#### PROBLEM TO WORK ON:
Extract, exactly as written, all lines of the material below from the line that includes "A single point marks each instance of the gravel" through its last line.

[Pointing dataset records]
══════════════════════════════

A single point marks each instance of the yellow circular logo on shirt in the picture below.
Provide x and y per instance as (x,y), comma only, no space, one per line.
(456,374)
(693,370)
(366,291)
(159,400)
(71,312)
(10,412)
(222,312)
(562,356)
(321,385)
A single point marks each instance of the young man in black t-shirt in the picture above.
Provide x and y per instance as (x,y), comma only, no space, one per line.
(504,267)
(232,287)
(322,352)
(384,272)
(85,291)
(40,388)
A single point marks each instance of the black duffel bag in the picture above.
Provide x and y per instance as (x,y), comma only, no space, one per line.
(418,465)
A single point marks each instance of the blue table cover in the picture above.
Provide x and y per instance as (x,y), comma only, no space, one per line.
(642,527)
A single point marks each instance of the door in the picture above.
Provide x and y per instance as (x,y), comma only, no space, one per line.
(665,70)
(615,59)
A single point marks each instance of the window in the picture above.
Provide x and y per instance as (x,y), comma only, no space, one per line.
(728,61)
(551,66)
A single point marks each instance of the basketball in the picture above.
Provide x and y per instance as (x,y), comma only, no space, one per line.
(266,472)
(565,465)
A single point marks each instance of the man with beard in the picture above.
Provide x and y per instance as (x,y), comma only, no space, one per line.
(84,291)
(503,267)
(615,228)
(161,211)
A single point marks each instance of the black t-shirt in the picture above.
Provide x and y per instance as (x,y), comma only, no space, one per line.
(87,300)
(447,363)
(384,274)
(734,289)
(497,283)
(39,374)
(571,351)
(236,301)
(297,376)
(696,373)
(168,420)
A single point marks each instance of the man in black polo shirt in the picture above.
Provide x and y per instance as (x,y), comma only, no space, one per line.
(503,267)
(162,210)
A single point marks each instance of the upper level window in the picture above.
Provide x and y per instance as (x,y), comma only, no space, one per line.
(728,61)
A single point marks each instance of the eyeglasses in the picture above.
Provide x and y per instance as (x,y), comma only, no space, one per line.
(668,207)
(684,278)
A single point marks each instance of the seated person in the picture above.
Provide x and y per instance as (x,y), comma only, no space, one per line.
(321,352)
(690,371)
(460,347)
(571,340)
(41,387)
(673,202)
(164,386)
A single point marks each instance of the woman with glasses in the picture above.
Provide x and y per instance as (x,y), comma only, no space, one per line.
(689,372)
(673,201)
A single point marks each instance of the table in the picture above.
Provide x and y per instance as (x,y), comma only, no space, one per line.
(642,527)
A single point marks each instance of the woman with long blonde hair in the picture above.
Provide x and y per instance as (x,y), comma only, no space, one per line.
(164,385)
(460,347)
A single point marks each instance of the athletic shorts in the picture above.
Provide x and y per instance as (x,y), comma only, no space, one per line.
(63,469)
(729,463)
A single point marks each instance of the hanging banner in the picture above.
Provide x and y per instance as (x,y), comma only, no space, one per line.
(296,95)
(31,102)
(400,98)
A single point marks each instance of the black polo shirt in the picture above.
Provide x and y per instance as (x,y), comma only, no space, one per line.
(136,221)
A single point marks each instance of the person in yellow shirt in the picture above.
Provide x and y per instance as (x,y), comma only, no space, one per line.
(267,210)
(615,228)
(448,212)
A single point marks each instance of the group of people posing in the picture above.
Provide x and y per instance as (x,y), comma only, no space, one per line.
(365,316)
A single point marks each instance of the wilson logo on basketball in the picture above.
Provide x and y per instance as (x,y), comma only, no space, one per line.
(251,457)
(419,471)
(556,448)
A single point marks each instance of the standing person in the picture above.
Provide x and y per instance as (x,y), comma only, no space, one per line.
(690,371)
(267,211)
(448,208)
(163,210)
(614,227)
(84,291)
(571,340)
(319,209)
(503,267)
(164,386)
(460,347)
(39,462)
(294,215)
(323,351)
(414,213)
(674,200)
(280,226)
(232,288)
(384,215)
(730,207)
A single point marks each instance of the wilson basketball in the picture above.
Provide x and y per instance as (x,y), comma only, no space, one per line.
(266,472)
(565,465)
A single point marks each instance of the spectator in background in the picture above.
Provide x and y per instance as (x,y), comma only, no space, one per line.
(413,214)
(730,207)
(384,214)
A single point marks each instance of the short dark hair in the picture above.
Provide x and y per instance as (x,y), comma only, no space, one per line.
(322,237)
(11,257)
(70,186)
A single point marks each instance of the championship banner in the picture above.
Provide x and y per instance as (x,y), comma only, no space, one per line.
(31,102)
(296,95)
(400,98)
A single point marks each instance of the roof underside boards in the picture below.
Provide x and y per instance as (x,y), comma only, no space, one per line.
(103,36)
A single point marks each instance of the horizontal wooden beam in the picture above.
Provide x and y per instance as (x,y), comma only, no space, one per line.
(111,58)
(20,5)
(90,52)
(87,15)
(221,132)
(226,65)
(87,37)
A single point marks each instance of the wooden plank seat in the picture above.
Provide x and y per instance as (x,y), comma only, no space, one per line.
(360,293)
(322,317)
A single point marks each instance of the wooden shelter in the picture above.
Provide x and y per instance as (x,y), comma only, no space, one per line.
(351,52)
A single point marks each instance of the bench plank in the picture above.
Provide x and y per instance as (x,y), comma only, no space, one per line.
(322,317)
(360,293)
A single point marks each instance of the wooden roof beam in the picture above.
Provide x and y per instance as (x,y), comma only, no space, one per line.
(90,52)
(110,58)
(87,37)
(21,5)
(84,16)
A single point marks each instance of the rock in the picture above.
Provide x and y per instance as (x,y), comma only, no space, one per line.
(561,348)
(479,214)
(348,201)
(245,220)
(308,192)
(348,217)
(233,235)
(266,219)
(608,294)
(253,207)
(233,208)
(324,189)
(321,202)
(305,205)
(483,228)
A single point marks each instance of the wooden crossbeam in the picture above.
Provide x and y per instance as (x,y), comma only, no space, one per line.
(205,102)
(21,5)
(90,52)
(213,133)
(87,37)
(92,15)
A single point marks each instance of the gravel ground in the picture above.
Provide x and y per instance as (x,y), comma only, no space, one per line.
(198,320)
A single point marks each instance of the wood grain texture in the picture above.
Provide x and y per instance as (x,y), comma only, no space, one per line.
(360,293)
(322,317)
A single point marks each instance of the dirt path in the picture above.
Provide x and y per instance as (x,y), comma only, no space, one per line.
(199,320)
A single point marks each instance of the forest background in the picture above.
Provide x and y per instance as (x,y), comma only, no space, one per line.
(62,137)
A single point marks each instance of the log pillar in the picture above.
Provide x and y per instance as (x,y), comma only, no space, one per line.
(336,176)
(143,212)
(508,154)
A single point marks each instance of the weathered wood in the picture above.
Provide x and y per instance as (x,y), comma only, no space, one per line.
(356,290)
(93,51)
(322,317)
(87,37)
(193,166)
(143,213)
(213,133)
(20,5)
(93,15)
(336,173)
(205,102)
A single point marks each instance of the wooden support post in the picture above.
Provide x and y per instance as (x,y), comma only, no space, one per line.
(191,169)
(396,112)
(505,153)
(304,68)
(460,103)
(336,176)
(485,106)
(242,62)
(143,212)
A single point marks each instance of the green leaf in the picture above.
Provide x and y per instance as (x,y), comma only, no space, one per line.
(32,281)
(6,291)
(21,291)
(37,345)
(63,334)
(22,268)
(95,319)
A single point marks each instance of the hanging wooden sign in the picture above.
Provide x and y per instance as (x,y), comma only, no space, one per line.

══════════════════════════════

#### EXERCISE OUTPUT:
A single point marks each instance of the gravel ground in the picture above.
Provide x and y per instance as (x,y), comma only, no space, one per line.
(198,320)
A single point marks each instance of the wood grain texture in the picture above.
Provide x and y per instance as (x,y), comma only, no space, one per line.
(360,293)
(322,317)
A single point marks each instance of the dirt path in the picture above.
Provide x and y per instance as (x,y), comma only, no space, one per line.
(199,320)
A single point marks each instance of the forest background in the picture above.
Provide x and y per instance as (x,y), comma only, no space, one per line.
(62,137)
A single point marks each instance of the log pillar in the picture above.
Provide x and y per instance as (x,y), comma only, no space, one per line.
(336,176)
(143,212)
(508,154)
A single point marks each instance of the weathered wood in the picture above.
Provide x and y per instance as (x,y), comma only, no space, one per line.
(356,290)
(93,51)
(322,317)
(87,37)
(193,166)
(143,213)
(213,133)
(20,5)
(93,15)
(336,173)
(205,102)
A single point marks each instance of the wooden support post in the picture above.
Provide x and y per instance as (x,y), comma only, no space, one per line.
(191,169)
(396,112)
(505,153)
(304,68)
(460,103)
(336,176)
(485,106)
(242,62)
(143,212)
A single point marks each instance of the green leaf in the picture above.
Provide x and y per instance as (x,y), comma only, no space, one per line.
(32,281)
(6,291)
(21,291)
(37,345)
(63,334)
(22,268)
(95,319)
A single point marks each instance of the hanging wooden sign in the picture above.
Provide x and y per instance as (x,y), comma only, no space, one per line.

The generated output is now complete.